Write out all of the entries exactly, please.

(Location identification entries)
____________________
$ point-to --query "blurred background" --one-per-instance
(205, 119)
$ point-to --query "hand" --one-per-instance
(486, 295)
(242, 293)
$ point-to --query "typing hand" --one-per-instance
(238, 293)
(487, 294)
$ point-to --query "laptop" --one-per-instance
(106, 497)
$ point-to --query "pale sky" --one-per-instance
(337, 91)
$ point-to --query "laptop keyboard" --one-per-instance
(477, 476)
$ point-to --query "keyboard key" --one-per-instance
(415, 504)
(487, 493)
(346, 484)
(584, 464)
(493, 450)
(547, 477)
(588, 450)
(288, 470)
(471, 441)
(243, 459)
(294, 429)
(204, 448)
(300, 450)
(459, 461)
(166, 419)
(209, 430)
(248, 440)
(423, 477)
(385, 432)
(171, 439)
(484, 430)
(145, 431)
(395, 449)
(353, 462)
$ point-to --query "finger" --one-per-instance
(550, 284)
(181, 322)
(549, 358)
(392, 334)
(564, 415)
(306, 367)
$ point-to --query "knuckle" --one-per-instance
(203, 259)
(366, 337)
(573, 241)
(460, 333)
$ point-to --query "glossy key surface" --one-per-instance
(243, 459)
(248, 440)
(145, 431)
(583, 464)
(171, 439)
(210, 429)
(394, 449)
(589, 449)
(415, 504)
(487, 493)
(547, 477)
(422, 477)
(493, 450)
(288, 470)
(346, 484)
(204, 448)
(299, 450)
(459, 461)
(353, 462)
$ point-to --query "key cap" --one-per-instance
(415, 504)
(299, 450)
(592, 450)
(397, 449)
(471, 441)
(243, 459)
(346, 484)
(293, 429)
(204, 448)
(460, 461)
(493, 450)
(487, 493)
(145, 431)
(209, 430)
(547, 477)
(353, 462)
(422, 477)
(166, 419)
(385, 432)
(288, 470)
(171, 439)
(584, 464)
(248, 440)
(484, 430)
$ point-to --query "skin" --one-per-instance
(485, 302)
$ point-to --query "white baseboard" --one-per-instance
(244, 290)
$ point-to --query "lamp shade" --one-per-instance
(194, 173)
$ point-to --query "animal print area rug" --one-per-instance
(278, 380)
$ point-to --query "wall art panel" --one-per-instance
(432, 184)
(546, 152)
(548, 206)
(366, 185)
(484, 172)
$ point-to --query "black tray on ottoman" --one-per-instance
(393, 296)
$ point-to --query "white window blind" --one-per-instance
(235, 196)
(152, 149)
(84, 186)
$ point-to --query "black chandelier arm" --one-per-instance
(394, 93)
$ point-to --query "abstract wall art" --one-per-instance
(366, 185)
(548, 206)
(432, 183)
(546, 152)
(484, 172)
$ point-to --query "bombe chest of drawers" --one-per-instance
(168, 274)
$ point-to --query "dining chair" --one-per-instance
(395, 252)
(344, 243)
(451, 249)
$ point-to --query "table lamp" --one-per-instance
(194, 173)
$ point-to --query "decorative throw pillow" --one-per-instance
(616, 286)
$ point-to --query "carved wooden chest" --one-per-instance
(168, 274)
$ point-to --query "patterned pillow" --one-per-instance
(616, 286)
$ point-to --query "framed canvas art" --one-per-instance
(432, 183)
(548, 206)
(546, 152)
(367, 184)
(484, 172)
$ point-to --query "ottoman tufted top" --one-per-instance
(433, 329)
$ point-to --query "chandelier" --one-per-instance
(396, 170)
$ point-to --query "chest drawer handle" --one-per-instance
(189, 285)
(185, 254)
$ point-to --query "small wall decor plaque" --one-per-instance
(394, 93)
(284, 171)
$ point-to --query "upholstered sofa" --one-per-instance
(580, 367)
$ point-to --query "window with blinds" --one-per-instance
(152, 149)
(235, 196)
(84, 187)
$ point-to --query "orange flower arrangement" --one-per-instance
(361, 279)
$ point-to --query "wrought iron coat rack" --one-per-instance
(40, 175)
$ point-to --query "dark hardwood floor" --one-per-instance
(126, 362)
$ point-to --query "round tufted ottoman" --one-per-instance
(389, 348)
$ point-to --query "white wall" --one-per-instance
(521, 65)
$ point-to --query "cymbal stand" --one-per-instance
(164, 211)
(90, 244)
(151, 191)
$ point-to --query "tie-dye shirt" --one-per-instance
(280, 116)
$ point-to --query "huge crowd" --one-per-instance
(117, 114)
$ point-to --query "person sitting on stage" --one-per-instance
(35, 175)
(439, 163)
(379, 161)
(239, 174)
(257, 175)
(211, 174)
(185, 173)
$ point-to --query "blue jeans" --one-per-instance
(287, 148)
____________________
OUTPUT BELOW
$ point-to --query "blurred background" --one-per-instance
(205, 119)
$ point-to --query "hand" --one-per-instance
(486, 295)
(242, 293)
$ point-to --query "typing hand" --one-per-instance
(238, 293)
(487, 294)
$ point-to --query "laptop" --one-per-instance
(106, 497)
$ point-to --query "pale sky" --one-per-instance
(337, 91)
$ point-to --query "laptop keyboard" --one-per-instance
(477, 476)
$ point-to --query "keyboard key" --one-per-instance
(415, 504)
(487, 493)
(346, 484)
(584, 464)
(493, 450)
(547, 477)
(588, 450)
(288, 470)
(471, 441)
(243, 459)
(294, 429)
(204, 448)
(300, 450)
(459, 461)
(166, 419)
(209, 430)
(248, 440)
(423, 477)
(385, 432)
(171, 439)
(484, 430)
(145, 431)
(395, 449)
(353, 462)
$ point-to --query "finger" --one-per-instance
(550, 284)
(181, 322)
(549, 358)
(392, 334)
(564, 415)
(306, 367)
$ point-to --query "knuckle" --one-per-instance
(203, 259)
(366, 337)
(573, 241)
(460, 333)
$ point-to --query "glossy key surface" --one-per-instance
(243, 459)
(248, 440)
(145, 431)
(583, 464)
(171, 439)
(210, 429)
(394, 449)
(589, 449)
(415, 504)
(487, 493)
(547, 477)
(422, 477)
(493, 450)
(288, 470)
(346, 484)
(204, 448)
(299, 450)
(459, 461)
(353, 462)
$ point-to --query "key cap" --one-per-instance
(415, 504)
(299, 450)
(592, 450)
(397, 449)
(471, 441)
(243, 459)
(346, 484)
(293, 429)
(204, 448)
(460, 461)
(493, 450)
(487, 493)
(145, 431)
(209, 430)
(547, 477)
(353, 462)
(422, 477)
(166, 419)
(385, 432)
(288, 470)
(171, 439)
(584, 464)
(248, 440)
(484, 430)
$ point-to --query "skin" --one-per-instance
(485, 302)
$ point-to --query "white baseboard" --one-per-instance
(244, 290)
$ point-to --query "lamp shade" --one-per-instance
(194, 173)
$ point-to --query "animal print area rug" --one-per-instance
(278, 380)
$ point-to --query "wall art panel" --one-per-instance
(432, 184)
(546, 152)
(548, 206)
(366, 185)
(484, 172)
$ point-to --query "black tray on ottoman" --one-per-instance
(393, 296)
$ point-to --query "white window blind" --one-per-instance
(235, 196)
(152, 149)
(84, 186)
$ point-to --query "black chandelier arm" --one-per-instance
(394, 93)
$ point-to --query "abstract wall art" --one-per-instance
(366, 185)
(548, 206)
(432, 183)
(546, 152)
(484, 172)
$ point-to --query "bombe chest of drawers" --one-per-instance
(168, 274)
$ point-to --query "dining chair" --one-per-instance
(395, 252)
(344, 243)
(451, 249)
$ point-to --query "table lamp" --one-per-instance
(194, 173)
$ point-to --query "decorative throw pillow" --one-per-instance
(616, 286)
$ point-to --query "carved wooden chest" --one-per-instance
(168, 274)
$ point-to --query "patterned pillow" --one-per-instance
(616, 286)
$ point-to --query "framed canvas art" --one-per-instance
(432, 183)
(548, 206)
(546, 152)
(367, 184)
(484, 172)
$ point-to --query "ottoman tufted top" --one-per-instance
(433, 329)
$ point-to --query "chandelier" --one-per-instance
(396, 170)
$ point-to --query "chest drawer handle" --one-per-instance
(189, 285)
(185, 254)
$ point-to --query "small wall decor plaque" --one-per-instance
(394, 93)
(284, 171)
$ point-to --query "upholstered sofa" --one-per-instance
(580, 367)
$ point-to --query "window with blinds" --one-per-instance
(152, 149)
(235, 196)
(84, 187)
$ point-to --query "orange flower arrangement" --one-per-instance
(361, 279)
$ point-to --query "wrought iron coat rack" --one-per-instance
(40, 175)
$ point-to --query "dark hardwood floor" --one-per-instance
(126, 362)
$ point-to --query "round tufted ottoman" --one-per-instance
(389, 348)
$ point-to --query "white wall" --one-per-instance
(521, 65)
$ point-to --query "cymbal stand" --one-per-instance
(164, 211)
(90, 244)
(151, 191)
$ point-to --query "tie-dye shirt" --one-per-instance
(280, 116)
$ point-to --query "huge crowd" --one-per-instance
(117, 114)
$ point-to --query "person sitting on stage" --one-per-instance
(35, 175)
(439, 163)
(379, 161)
(239, 174)
(257, 175)
(211, 174)
(185, 173)
$ point-to --query "blue jeans" --one-per-instance
(287, 148)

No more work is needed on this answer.